> **Görev A**
Lütfen Half-Life uyarlamasıyla ilgili metindeki şu cümleyi İngilizceye çevirin: "oyuna multiplayer eklenmiş ayrıca single player senaryoda sesler, grafikler, silah modellemeleri ve diyaloglarda iyileştirme yapılmış."
> **Görev B**
Half-Life uyarlamasıyla ilgili metne göre yazar oyuna 30 TL vermeyi neden yerinde buluyor? Metnin gösterdiği gerekçeyle bir ila üç cümlede açıklayın.
> **Görev C**
Half-Life uyarlamasıyla ilgili metni kaldığı yerden sürdürün.
==== Alıntı Metin
• buna para vermeye değmez diyecek adam defolsun gitsin. herifler valve'in 10 senedir üşenip yapmadığı şeyi sıfır kar amacıyla 3 sene önce sürmüşlerdi mod olarak piyasaya, şimdi de steam'e sürmüşler. oyuna multiplayer eklenmiş ayrıca single player senaryoda sesler, grafikler, silah modellemeleri ve diyaloglarda iyileştirme yapılmış.

    benim vereceğim 30 tl bana koymaz ama bu adamlara yardımcı olur da eksik xen bölümlerini de tamamlarlarsa para yerine ulaşmış demektir. cebinizdeki akrebe sokayım.
  • oyun her şeyiyle köküne kadar buram buram klasik eski tarz fps. ilk half-life' ın bazı yönleri hafif değiştirilerek o kadar güzel uyarlanmış ki kana kana oynatıyor kendini. oynatırken de bi taraftan dakka başı "lan valla eskiden böyle ne oyunlar vardı yaa. ananı sikiyim activision" cümlesini kurduruyor.

    bi cod ve battlefield gibi oyunlardaki olduğu yerde vurulmayı bekleyen yapay zekaya bakıyorum, bi de bu oyundaki sürekli yer değiştiren, grup halinde adamı iğne deliğine kadar kovalayıp geberten yapay zekaya... bi günümüz fps' lerindeki oyuncuyu embesil yerine koyup gideceğin 2 adım ötesini bile imleçle gösteren o rezil sisteme bakıyorum, bi de bu oyundaki bilinmezliğe, oyuncuya gösterilen saygıya... vay amk. daha bir sürü detay var günümüz fps' lerinden çok daha ilerde olan. oyun cidden activision' un cod serisiyle fps türünün nasıl anasını siktiğini gözler önüne seriyor.

    oyunu oynarken birçok yerde yapımcılarının bu oyunu neler hissederek yaptıkları o kadar net anlaşılıyor ki, adamların tutkusu sadece half-life' ı günümüze uyarlamak değil, 14 yıl önceki o müthis oyuna gönülden bir saygı duruşunda bulunmak istemişler. bazı sahnelere koydukları hafif müziklerle bile oyuna duydukları o sınırsız sevgiyi kem kendileri hissedip hem de oyuncuya hissettirmeyi çok güzel başarmışlar. taşşaklarına kurban valla bu oyunu yapanların.
========
==== Alıştırma Verileri
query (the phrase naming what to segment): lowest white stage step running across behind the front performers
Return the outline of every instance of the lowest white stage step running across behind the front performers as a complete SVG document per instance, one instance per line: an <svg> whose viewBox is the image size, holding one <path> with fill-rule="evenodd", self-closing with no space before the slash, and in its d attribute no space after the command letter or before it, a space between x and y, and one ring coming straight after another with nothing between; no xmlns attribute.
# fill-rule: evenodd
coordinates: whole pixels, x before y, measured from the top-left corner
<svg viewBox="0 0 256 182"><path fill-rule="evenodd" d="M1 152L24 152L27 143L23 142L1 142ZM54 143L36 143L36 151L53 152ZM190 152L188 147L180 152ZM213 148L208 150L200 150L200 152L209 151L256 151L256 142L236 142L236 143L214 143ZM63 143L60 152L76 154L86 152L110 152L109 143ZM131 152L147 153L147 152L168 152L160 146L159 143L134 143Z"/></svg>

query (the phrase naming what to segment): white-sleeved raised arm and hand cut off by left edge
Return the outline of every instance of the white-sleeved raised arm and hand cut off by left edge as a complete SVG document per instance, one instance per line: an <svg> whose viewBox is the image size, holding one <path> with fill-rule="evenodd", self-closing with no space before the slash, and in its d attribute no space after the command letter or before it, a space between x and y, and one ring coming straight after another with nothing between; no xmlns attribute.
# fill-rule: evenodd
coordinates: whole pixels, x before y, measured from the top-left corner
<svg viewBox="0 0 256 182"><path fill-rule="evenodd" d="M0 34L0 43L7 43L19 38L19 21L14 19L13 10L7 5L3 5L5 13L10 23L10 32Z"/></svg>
========
> **Yanıt Alanı A**
Multiplayer has been added to the game, and the sounds, graphics, weapon models, and dialogue in the single-player campaign have been improved.

> **Yanıt Alanı B**
Yazar, vereceği 30 TL'nin kendisine dokunmayacağını ama yapımcılara yardımcı olacağını söylüyor. Yapımcılar bu destekle eksik Xen bölümlerini de tamamlarsa paranın yerini bulmuş olacağını belirtiyor.

> **Yanıt Alanı C**
    ayrıca bir küçük detay; oyunun adındaki source eki valve' ın isteğiyle kaldırıldı. oyunun adı sadece black mesa.
  • tepeden tırnağa bir şaheser. ben bu kadar iyi olacağını beklemiyordum, gönül rahatlığıyla orijinal oyundan daha iyi olduğunu söyleyebilirim. eğrisiyle doğrusuyla konuşmak istiyorum.

    öncelikle, remake'in de ötesinde çalışmışlar. oyundaki her bir bölümü, her bir sahneyi daha da geliştirmişler, ilerletmişler. özellikle tren bölümünü çok beğendim, ilk oyunun en sıkıcı kısmıydı mesela, ama bunda bir solukta bitirdim. her bir bölüm, orijinal oyuna göre çok daha iyi durumda, interloper haricinde (sonlara doğru değinicem) tek falsosu yok.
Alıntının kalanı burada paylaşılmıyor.